**DIRECTIVE**
Copy all the items below, replacing every "dot" with "mark" and keeping everything else unchanged. Leave the pictures out of your answer.

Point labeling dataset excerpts
--- BEGIN ---
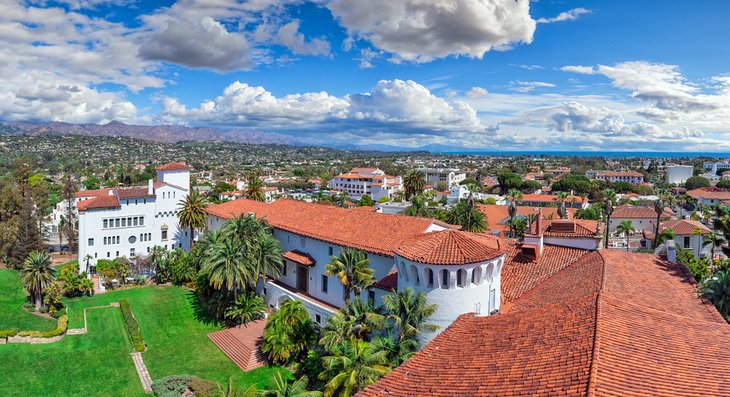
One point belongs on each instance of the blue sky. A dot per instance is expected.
(478, 74)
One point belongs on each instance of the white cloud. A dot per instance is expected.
(569, 15)
(529, 86)
(579, 69)
(199, 44)
(392, 105)
(290, 37)
(420, 31)
(475, 92)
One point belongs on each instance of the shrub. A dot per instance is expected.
(135, 334)
(172, 386)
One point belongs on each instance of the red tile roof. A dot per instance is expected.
(610, 324)
(709, 193)
(299, 257)
(91, 193)
(99, 202)
(367, 231)
(684, 226)
(643, 212)
(451, 247)
(174, 166)
(567, 228)
(498, 215)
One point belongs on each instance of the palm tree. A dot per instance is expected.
(246, 308)
(229, 268)
(414, 182)
(254, 187)
(191, 213)
(352, 268)
(717, 290)
(659, 209)
(626, 227)
(285, 388)
(409, 311)
(608, 210)
(289, 333)
(352, 367)
(37, 274)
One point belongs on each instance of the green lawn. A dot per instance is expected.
(176, 334)
(98, 363)
(95, 364)
(12, 298)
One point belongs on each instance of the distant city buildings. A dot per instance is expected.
(371, 182)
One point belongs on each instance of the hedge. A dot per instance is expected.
(61, 327)
(132, 326)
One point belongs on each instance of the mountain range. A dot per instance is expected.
(159, 133)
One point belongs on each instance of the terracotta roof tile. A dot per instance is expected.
(299, 257)
(367, 231)
(451, 247)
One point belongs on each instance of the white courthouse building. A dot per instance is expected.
(371, 182)
(129, 221)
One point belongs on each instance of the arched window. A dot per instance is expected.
(476, 275)
(429, 277)
(414, 275)
(460, 278)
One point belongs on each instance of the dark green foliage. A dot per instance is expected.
(696, 182)
(130, 322)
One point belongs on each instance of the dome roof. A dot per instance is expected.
(451, 247)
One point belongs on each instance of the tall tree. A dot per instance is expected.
(37, 274)
(414, 182)
(191, 213)
(352, 268)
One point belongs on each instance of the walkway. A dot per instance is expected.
(242, 344)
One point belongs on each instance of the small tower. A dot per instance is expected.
(458, 271)
(177, 174)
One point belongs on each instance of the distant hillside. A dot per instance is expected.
(159, 133)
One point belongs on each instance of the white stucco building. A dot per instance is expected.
(679, 174)
(371, 182)
(129, 221)
(449, 176)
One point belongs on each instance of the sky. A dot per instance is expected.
(442, 74)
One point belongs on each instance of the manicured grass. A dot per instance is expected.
(175, 329)
(95, 364)
(12, 298)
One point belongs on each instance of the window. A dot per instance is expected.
(445, 279)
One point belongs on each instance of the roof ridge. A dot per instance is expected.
(593, 374)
--- END ---
**RESULT FOR THIS TASK**
One point belongs on each instance of the blue sky. A mark per instance is expected.
(478, 74)
One point belongs on each instance of the white cloud. A mark per instance is expected.
(569, 15)
(529, 86)
(579, 69)
(199, 44)
(392, 105)
(290, 37)
(420, 31)
(475, 92)
One point belongs on each instance of the shrub. A mark per instance is expected.
(135, 334)
(172, 386)
One point belongs on each instance of the red tile roof. A mark per instance is expected.
(610, 324)
(709, 193)
(299, 257)
(91, 193)
(99, 202)
(367, 231)
(684, 226)
(643, 212)
(451, 247)
(174, 166)
(567, 228)
(498, 215)
One point belongs on each instance of the palm tree. A mark per instance is expected.
(246, 308)
(229, 268)
(414, 182)
(254, 187)
(191, 213)
(352, 268)
(717, 290)
(659, 209)
(626, 227)
(285, 388)
(409, 311)
(608, 210)
(289, 333)
(352, 367)
(37, 274)
One point belongs on each instance of the green lawn. A mark per instance is expected.
(176, 334)
(98, 363)
(95, 364)
(12, 298)
One point belongs on each instance of the distant city buildings. A mark per instance is expected.
(371, 182)
One point belongs on each instance of the hedge. A mark per instance is expected.
(61, 327)
(132, 326)
One point belongs on each instance of the mountain range. A mark per instance is expected.
(159, 133)
One point belongs on each instance of the terracotta roof tile. A mark per instance is expected.
(299, 257)
(367, 231)
(451, 247)
One point belongs on each instance of the white courthouse building. A mark per instance is expected.
(371, 182)
(129, 221)
One point belongs on each instance of the arched window. A mark per instance is expected.
(476, 275)
(429, 277)
(414, 275)
(460, 278)
One point belongs on each instance of the dark green foliage. A mark per instance is expected.
(696, 182)
(130, 322)
One point belongs on each instance of the dome roof. A mark per instance is expected.
(451, 247)
One point belongs on each instance of the tall tree. A mark per instance is expected.
(37, 274)
(414, 182)
(191, 213)
(352, 268)
One point belongs on each instance of the walkway. A mark per instance is expected.
(242, 344)
One point belongs on each instance of the small tower. A mark per instance is expected.
(458, 271)
(177, 174)
One point belongs on each instance of the distant hillside. A mark per instance is expected.
(159, 133)
One point belongs on each instance of the white stucco building. A mark per instance is expected.
(679, 174)
(371, 182)
(129, 221)
(449, 176)
One point belongs on each instance of the sky. A mark per instance is expected.
(442, 74)
One point belongs on each instance of the manicured grass. A mark per instance is expected.
(175, 329)
(95, 364)
(12, 298)
One point belongs on each instance of the window. A mark per instance is expected.
(445, 279)
One point belongs on each instance of the roof ridge. A mark per instance is expected.
(593, 374)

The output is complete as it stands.